··· Data
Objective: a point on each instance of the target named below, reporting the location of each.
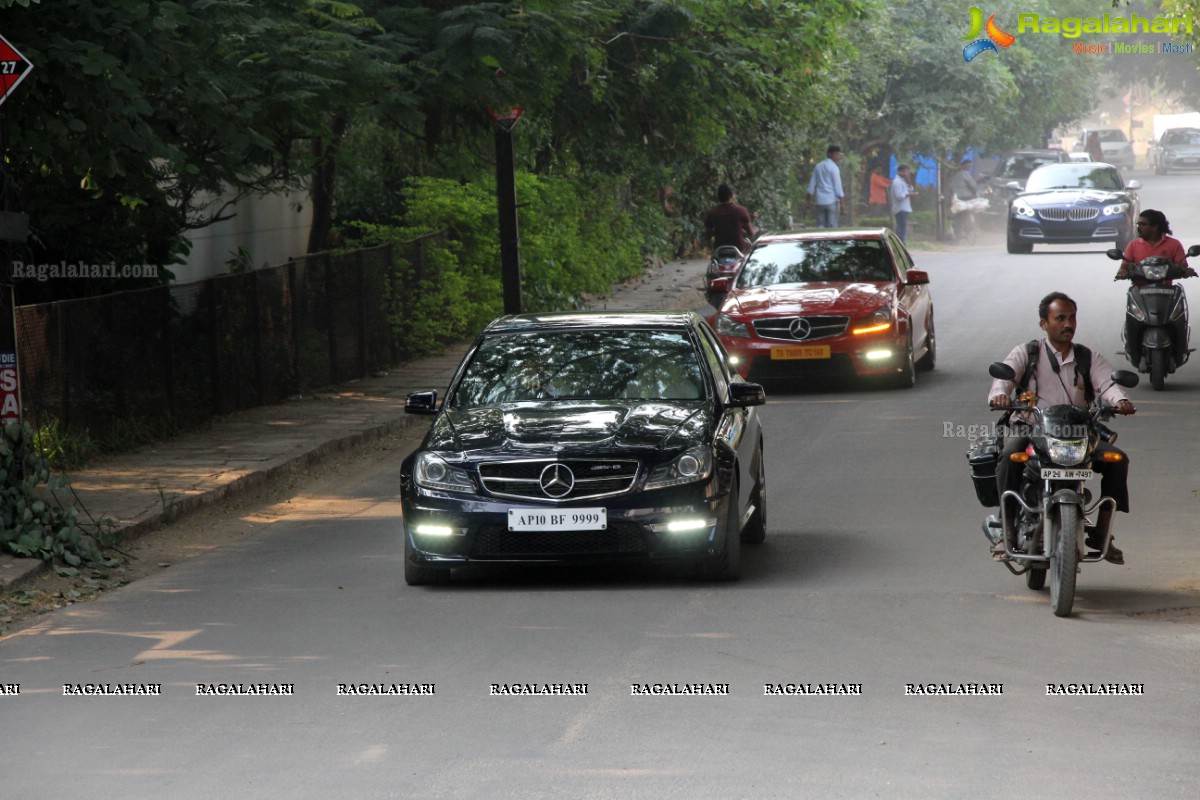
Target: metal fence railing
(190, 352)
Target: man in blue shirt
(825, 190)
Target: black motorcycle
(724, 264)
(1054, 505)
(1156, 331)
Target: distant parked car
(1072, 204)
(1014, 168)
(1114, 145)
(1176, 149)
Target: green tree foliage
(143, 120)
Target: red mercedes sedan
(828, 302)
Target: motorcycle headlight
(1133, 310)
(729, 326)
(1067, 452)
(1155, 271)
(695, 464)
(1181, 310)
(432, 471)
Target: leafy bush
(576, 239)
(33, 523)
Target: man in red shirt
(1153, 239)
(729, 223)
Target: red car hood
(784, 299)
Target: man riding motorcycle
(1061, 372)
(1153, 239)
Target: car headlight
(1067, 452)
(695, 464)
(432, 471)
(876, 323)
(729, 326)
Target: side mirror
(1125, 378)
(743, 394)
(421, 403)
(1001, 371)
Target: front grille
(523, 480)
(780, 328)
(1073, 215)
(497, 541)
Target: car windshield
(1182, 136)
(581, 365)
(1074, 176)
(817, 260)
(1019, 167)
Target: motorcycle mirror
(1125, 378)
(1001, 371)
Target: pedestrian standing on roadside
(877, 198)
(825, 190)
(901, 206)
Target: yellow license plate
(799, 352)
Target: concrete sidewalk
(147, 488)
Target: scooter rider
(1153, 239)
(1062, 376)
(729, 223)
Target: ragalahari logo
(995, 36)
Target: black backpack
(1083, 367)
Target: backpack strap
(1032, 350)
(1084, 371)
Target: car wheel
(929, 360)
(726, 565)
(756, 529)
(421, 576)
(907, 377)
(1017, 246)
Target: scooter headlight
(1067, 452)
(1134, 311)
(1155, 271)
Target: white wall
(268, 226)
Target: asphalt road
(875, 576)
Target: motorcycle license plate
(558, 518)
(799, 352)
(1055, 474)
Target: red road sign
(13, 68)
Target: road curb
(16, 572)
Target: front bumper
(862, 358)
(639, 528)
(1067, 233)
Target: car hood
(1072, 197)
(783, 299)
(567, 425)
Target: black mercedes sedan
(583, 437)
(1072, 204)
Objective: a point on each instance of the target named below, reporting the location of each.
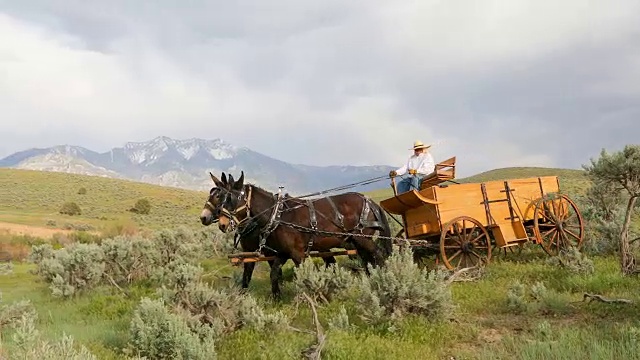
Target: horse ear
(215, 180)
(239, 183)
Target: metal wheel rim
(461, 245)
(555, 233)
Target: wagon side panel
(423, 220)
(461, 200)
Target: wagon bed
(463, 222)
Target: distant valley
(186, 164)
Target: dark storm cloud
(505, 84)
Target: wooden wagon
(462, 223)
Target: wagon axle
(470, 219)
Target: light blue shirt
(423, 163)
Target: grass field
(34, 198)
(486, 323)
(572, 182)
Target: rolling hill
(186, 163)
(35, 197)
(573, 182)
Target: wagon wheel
······
Problem details
Write out once more the lines above beginning at the line with "Target: metal wheel rim"; continue through the final line and stop there.

Response below
Target: metal wheel rim
(461, 245)
(555, 233)
Target: wagon side panel
(423, 220)
(461, 200)
Target: wagon bed
(463, 222)
Target: distant valley
(186, 164)
Target: dark storm cloud
(505, 84)
Target: wooden wagon
(462, 223)
Target: wagon axle
(470, 219)
Target: light blue shirt
(423, 163)
Target: grass field
(34, 198)
(486, 323)
(572, 182)
Target: rolling hill
(186, 163)
(35, 197)
(573, 182)
Target: wagon wheel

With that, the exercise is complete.